- **Source data**:
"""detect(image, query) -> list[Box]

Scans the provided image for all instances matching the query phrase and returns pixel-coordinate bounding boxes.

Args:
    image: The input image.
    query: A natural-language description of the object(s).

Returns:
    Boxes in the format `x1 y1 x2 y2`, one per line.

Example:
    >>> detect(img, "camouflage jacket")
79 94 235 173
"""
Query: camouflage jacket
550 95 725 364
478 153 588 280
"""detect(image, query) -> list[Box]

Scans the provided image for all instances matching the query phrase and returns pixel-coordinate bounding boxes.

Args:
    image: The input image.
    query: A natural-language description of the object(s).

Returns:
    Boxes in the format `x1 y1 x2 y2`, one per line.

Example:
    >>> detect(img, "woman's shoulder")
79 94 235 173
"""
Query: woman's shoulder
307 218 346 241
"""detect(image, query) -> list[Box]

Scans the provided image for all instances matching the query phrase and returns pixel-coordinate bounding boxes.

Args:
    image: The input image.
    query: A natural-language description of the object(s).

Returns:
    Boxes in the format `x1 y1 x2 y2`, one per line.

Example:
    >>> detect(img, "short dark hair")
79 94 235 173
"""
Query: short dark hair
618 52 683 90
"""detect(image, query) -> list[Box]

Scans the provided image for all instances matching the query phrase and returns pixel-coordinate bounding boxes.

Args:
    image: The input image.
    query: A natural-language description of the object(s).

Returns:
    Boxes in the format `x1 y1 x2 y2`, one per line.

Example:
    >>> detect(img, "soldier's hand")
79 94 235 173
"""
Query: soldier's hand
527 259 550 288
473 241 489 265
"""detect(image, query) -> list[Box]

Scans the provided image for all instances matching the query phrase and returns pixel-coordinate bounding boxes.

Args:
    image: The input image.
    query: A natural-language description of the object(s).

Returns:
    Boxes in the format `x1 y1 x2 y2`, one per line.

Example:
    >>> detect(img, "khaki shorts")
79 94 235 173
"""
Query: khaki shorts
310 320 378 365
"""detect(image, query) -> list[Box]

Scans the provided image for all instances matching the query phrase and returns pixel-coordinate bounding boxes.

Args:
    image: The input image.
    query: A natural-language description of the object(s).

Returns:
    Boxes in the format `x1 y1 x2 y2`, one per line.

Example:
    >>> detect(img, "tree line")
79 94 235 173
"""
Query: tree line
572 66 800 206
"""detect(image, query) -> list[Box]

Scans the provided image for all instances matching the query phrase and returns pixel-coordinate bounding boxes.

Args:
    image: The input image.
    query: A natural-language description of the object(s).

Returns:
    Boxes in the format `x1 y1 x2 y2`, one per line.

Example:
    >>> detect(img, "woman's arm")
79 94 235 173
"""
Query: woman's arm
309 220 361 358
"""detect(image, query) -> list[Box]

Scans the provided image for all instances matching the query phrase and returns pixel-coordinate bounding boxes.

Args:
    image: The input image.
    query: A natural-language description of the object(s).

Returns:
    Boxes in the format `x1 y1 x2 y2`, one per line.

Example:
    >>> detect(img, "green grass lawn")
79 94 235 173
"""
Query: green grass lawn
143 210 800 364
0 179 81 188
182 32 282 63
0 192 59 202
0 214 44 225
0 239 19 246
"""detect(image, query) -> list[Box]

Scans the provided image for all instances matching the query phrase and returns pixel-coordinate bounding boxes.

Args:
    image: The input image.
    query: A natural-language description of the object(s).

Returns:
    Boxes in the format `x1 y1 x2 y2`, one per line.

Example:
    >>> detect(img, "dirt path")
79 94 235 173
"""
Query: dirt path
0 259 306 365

- **Directions**: Make an exact copy of the data above.

- **Solution to this exercise**:
"""detect(image, query) -> list[Box]

Scans the provided image for all instances matching the query phrase and returns pixel-coordinate bounding boxes.

Args:
    image: The input image.
    query: A natural-language description of the object(s).

Returns:
    Boxes in the format `x1 y1 x2 y2`, one per line.

Example:
    >>> detect(img, "camouflage jacket")
79 94 235 173
"""
Query: camouflage jacket
550 95 725 364
478 153 588 280
"""detect(image, query) -> list[Box]

Scans the provided image for all instances matching the query phrase and returns pixel-coordinate bounding boxes.

Args:
    image: The input image.
    query: A natural-language description of the object(s).

Returns:
    Boxes in the format `x1 y1 x2 y2`, one per line.

Example:
    >>> detect(img, "woman's shoulder")
79 94 235 173
"""
Query: woman's shoulder
307 218 346 241
"""detect(image, query) -> list[Box]

Scans the provided image for all instances matching the query phrase and returns pixel-coordinate bounding boxes.

Args:
    image: The input image.
    query: A natural-language description of the object(s).

Returns:
    Boxes in the format `x1 y1 x2 y2`, one per line.

Example:
    >>> detect(img, "short dark hair")
79 94 235 173
"""
Query: short dark hair
618 52 683 90
"""detect(image, query) -> list[Box]

Scans the provided image for all instances matching the query phrase and returns pixel-coordinate bounding boxes.

Args:
    image: The input image.
    query: A natural-language description of the object(s).

Returns:
    Boxes in the format `x1 y1 x2 y2`, one per line.

Example:
    >>> detect(img, "soldier's hand")
79 94 235 173
"""
Query: soldier's hand
527 259 550 288
473 241 489 265
"""detect(image, query) -> list[Box]

Scans the provided image for all instances matching the query phrase and returns pixel-coordinate bounding boxes.

Args:
    image: The input image.
    query: A natural-language description of the object(s).

Returns:
    Boxes in the format `x1 y1 x2 y2`, one per line.

Example:
    >>> detect(img, "khaki shorts")
79 94 235 173
"""
Query: khaki shorts
310 320 378 365
"""detect(image, query) -> list[Box]

Scans the provided image for all instances matching the query phrase and returns pixel-coordinate bounding boxes.

Args:
    image: The input image.
    query: A natural-language description of the object(s).

Returns:
    Boxes in the format `x1 y1 x2 y2`, one per line.

Example:
    >>> detect(img, "tree line")
79 94 235 173
"""
Query: tree line
572 66 800 206
"""detect(image, query) -> list[Box]

Scans the provided image for all instances matching the query phrase and returns pixel-coordinate bounding boxes.

Args:
    image: The input image.
    query: A natural-language description of the object(s).

Returns:
    Boxes in the format `x1 y1 x2 y2`, one per line.

Example:
    >>> detect(img, "woman's arm")
79 94 235 173
"""
Query: woman's arm
309 220 361 358
"""detect(image, query) -> list[Box]

Scans the provided image for all instances matching the query phrase and returns pixel-coordinate bounding boxes.

Args:
    image: The input image.
    query: A natural-language description of the object(s).

Returns:
    Boxes in the format `x1 y1 x2 y2`, one per line.

Example:
    >>> detect(img, "green grass lawn")
79 94 235 173
"""
Query: green grass lawn
143 210 800 364
0 179 81 188
182 32 282 63
0 192 59 202
0 214 44 225
0 239 19 246
"""detect(image, query) -> list[Box]

Scans the provided image for all instances matching the query phrase and returns pixel-coordinate bounding boxes.

Args:
    image: The input image.
    query: A natural-language description of the object(s).

Returns:
    Boxes in the format `x1 y1 x2 y2`, one per line.

Example:
    >>> detect(img, "dirt path")
79 94 235 173
"""
Query: dirt path
0 259 306 365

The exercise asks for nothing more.